EXERCISE DETAILS >>
When the material ends, stop; until then, set down every line exactly.

DATA EXTRACT >>

+--

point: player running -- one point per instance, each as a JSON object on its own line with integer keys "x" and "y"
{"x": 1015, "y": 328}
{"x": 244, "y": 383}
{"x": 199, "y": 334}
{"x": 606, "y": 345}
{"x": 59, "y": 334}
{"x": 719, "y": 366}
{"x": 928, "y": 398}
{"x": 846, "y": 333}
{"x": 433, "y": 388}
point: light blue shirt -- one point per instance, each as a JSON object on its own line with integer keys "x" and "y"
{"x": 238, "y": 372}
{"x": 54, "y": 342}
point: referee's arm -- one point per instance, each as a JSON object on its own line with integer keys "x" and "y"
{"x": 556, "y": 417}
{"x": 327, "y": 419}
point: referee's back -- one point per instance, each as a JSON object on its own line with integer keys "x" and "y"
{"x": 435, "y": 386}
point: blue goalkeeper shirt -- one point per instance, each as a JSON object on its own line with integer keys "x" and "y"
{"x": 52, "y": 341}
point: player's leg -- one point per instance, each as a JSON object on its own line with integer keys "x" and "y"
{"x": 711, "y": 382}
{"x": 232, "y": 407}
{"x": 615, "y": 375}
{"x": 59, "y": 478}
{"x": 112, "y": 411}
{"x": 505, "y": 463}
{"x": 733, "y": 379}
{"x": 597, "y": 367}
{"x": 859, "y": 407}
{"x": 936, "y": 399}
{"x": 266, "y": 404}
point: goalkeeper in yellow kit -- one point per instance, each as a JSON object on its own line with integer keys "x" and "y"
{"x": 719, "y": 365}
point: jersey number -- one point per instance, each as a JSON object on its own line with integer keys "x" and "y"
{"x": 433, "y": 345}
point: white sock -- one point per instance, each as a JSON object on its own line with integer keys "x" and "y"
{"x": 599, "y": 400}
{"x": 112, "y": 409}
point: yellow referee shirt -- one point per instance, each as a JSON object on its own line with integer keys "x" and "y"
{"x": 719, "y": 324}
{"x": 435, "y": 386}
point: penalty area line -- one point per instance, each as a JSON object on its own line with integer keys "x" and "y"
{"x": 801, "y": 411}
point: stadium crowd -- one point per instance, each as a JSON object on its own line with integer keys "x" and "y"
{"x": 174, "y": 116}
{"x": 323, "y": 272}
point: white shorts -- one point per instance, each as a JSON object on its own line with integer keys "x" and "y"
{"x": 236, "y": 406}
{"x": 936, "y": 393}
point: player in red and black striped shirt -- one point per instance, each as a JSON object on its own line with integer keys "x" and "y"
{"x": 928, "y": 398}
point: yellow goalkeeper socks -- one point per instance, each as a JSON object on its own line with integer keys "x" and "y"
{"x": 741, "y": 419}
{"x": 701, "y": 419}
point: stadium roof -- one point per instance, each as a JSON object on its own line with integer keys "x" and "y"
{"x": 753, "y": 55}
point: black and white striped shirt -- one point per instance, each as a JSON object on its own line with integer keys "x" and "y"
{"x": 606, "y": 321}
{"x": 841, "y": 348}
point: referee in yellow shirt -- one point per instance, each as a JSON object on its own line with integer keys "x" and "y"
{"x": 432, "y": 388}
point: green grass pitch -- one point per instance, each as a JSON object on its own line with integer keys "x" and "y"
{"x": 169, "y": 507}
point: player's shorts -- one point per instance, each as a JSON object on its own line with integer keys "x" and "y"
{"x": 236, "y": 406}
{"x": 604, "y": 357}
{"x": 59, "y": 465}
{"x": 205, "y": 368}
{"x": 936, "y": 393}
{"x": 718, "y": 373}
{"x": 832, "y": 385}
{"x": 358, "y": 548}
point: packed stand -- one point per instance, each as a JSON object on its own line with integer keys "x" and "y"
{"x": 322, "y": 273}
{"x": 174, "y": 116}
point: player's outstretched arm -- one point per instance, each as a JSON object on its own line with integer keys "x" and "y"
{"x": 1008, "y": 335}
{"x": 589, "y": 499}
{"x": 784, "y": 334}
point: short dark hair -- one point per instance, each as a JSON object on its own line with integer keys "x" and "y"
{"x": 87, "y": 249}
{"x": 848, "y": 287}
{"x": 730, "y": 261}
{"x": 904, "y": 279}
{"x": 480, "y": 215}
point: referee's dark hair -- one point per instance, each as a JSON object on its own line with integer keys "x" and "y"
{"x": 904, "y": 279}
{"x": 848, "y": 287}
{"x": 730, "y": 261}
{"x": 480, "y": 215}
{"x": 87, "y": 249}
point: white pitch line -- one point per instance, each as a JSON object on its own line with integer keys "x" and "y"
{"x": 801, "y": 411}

+--

RESULT FOR THIS TASK >>
point: player running -- one point per instance, each as a JSON object on its own line with integer keys "x" and "y"
{"x": 1015, "y": 328}
{"x": 244, "y": 383}
{"x": 199, "y": 334}
{"x": 606, "y": 345}
{"x": 59, "y": 334}
{"x": 719, "y": 366}
{"x": 928, "y": 398}
{"x": 846, "y": 333}
{"x": 433, "y": 388}
point: light blue shirt -- one point per instance, each as a JSON object on its own line with integer keys "x" and "y"
{"x": 238, "y": 372}
{"x": 54, "y": 342}
point: referee's arm -- one point per instance, each as a JSON object on its own line with integer keys "x" and "y"
{"x": 556, "y": 417}
{"x": 327, "y": 419}
point: referee's back -- one point per instance, each as a JSON object on its own line with integer keys "x" and "y"
{"x": 435, "y": 386}
point: blue goalkeeper shirt -- one point per instance, each as a JSON object on its own line with integer keys "x" and "y"
{"x": 52, "y": 341}
point: player's leg -- one point per instance, each as a JSON object on its own line with integer keys "x" and "y"
{"x": 711, "y": 382}
{"x": 232, "y": 407}
{"x": 615, "y": 375}
{"x": 59, "y": 478}
{"x": 112, "y": 411}
{"x": 505, "y": 463}
{"x": 733, "y": 379}
{"x": 597, "y": 367}
{"x": 859, "y": 407}
{"x": 936, "y": 399}
{"x": 266, "y": 404}
point: goalkeeper in yellow kit -- one point per instance, each as a JSON object on its own line with integer keys "x" and "y"
{"x": 719, "y": 365}
point: jersey number -- one point per instance, each as a JSON object on its own line with integer keys "x" and "y"
{"x": 433, "y": 345}
point: white sock -- one point per instance, each as a JSON object on its own line with integer keys "x" and "y"
{"x": 599, "y": 400}
{"x": 112, "y": 409}
point: yellow referee shirt -- one point per instance, each as a JSON object on its own line with integer keys "x" and "y"
{"x": 719, "y": 324}
{"x": 435, "y": 386}
point: penalty area line -- one point per instance, each as a JSON object on its own line with integer keys "x" and "y"
{"x": 801, "y": 411}
point: stadium crowd -- one point per instance, each as a JSON object on its own line with integer keys "x" and "y"
{"x": 174, "y": 116}
{"x": 323, "y": 272}
point: white shorts -- one point per instance, each as a JSON object on its own line with integer keys "x" and "y"
{"x": 236, "y": 406}
{"x": 936, "y": 393}
point: player in red and black striped shirt -- one point per instance, each as a JSON object on its own line with integer keys "x" and "y"
{"x": 928, "y": 398}
point: yellow goalkeeper socks -- one point per instance, each as a JSON object on its own line with integer keys "x" and "y"
{"x": 741, "y": 419}
{"x": 701, "y": 419}
point: stadium roof -- one point per instance, each as a JSON object on its own line with integer keys "x" and "y"
{"x": 753, "y": 55}
point: black and white striped shirt -- one point per instance, each as a JSON object on its own line with integer keys "x" and "y"
{"x": 606, "y": 321}
{"x": 841, "y": 348}
point: referee in yellow shirt -- one point per instance, each as a JSON object on its own line with integer keys "x" and "y"
{"x": 432, "y": 388}
point: green grass pitch -- one point per instance, each as a JSON object on its own line with integer keys "x" and "y"
{"x": 169, "y": 507}
point: player's shorts -- one point per instance, each as a JSON object on its own line with integer keys "x" and "y"
{"x": 236, "y": 406}
{"x": 604, "y": 357}
{"x": 59, "y": 465}
{"x": 205, "y": 368}
{"x": 936, "y": 393}
{"x": 718, "y": 373}
{"x": 832, "y": 385}
{"x": 358, "y": 548}
point: packed stand -- one point per instance, each as a JSON object on its own line with integer keys "x" and "y"
{"x": 322, "y": 273}
{"x": 174, "y": 116}
point: player's outstretched arm -- one point per instance, each as a JSON object on its own line with integer keys "x" and "y"
{"x": 1008, "y": 335}
{"x": 589, "y": 499}
{"x": 784, "y": 334}
point: short dark hair -- one point per instance, each as a JSON object on its own line with integer keys "x" and "y"
{"x": 87, "y": 249}
{"x": 848, "y": 287}
{"x": 730, "y": 261}
{"x": 904, "y": 279}
{"x": 480, "y": 215}
point: referee's dark hair -- one point per instance, each as a JSON object on its own line with integer keys "x" and "y"
{"x": 904, "y": 279}
{"x": 848, "y": 287}
{"x": 730, "y": 261}
{"x": 480, "y": 215}
{"x": 87, "y": 249}
point: white pitch line -- one point per instance, each as a JSON object on its own line with integer keys "x" and "y"
{"x": 801, "y": 411}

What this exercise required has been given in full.